ZUNÁI - Revista de poesia & debates

 

 

LITERATURA E TÉCNICA: REFLEXÕES

 

Aline Sobreira de Oliveira

 

A história da literatura, bem como da arte em geral, vem sendo traçada no Ocidente ao longo dos tempos a partir de perspectivas diversas. É possível, por exemplo, pensar o desenrolar da arte em sua relação com eventos históricos considerados marcantes, como guerras e revoluções e conquistas, tomando-se por pressuposto que tais eventos influenciaram de alguma forma a subjetividade dos sujeitos e exerceram papel temático, formal e ideológico na produção artística, bem como ajudaram a compor o horizonte de expectativas do público. Pode-se também pensar o seu desenvolvimento com foco nas suas tendências e tensões intrínsecas: ela seria um movimento que se auto-alimenta, auto-desenvolve, auto-desconstrói; neste sentido, entender-se-ia que o seu lugar é uma bolha de vidro.

Uma frutífera maneira de pensar os movimentos históricos da literatura tem sido explorada já há algum tempo, e seus “resultados” variam dos mais otimistas aos mais apocalípticos: analisar seu desenvolvimento ao longo da história em sua relação com a técnica, refletindo sobre os avanços técnicos como mais que simples suportes para a escrita.

Um dos pensadores da cultura européia que se debruçou sobre as relações entre arte e técnica e suas conseqüências foi certamente Walter Benjamin. Para Benjamin, no caso da fotografia, por exemplo, o desenvolvimento das técnicas de captação da imagem e a “profissionalização” dos fotógrafos desencadearam o que se chama de perda de aura. Somente as primeiras fotografias possuíam a aura – a propriedade que uma obra de arte tem de devolver o olhar, por assim dizer, àquele que a olha.

Benjamin também pensa nas técnicas de reprodução industrial das obras de arte, que acarretaram numa mudança de relação entre obra e homem – este deixa, pela primeira vez, de empregar a mão no trabalho de reprodução (que sempre existiu, nas figuras dos copistas, da xilogravura e da litografia e servia obviamente para a difusão da produção artística e intelectual) e as “responsabilidades artísticas mais importantes” ficam a cargo do olho. Velocidade e distanciamento. Mudanças substanciais.

Num plano mais restrito, Flora Süssekind, em O cinematógrafo de letras, tenta formar uma imagem coesa e autônoma de um período da literatura estigmatizado como pós-alguma-coisa ou pré-alguma-coisa – problema típico da análise mais tradicional da literatura, que concebe a história das manifestações literárias a partir de uma organização (crono)lógica – em sua relação com os avanços tecnológicos da época. Trata-se da produção literária desenvolvida entre fins do século XX e os vinte primeiros anos do século XX. Süssekind, ao analisar como se deu o envolvimento entre literatura e técnica deste período, tirou do limbo uma porção de escritores e obras “acanhados” entre dois gigantes da história da literatura brasileira: o Naturalismo e o Modernismo.

▶ [Objetivo]: No trecho sobre literatura e técnica, entre quais dois movimentos da literatura brasileira estavam "acanhados" os escritores e obras que Süssekind tirou do limbo, por favor?

▶ [Dados fornecidos]:
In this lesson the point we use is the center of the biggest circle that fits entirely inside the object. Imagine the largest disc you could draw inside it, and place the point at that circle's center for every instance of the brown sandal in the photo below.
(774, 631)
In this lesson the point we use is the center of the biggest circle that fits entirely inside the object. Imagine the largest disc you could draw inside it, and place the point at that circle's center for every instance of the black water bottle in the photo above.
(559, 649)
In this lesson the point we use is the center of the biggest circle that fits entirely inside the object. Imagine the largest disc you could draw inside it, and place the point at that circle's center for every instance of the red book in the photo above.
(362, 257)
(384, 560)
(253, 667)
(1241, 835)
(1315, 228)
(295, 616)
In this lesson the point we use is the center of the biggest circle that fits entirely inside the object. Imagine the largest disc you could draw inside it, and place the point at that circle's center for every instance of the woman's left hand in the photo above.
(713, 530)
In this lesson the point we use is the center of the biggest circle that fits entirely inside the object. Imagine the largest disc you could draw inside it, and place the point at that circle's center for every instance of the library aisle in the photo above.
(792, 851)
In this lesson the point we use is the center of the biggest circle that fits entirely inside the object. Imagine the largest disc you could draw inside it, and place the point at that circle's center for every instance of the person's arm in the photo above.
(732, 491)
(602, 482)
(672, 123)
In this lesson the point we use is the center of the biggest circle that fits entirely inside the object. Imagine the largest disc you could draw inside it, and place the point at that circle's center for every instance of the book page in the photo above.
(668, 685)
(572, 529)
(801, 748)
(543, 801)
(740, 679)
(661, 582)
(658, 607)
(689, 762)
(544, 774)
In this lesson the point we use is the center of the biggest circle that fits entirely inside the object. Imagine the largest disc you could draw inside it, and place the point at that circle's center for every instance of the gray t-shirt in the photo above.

▶ [Resposta esperada]: Entre o Naturalismo e o Modernismo.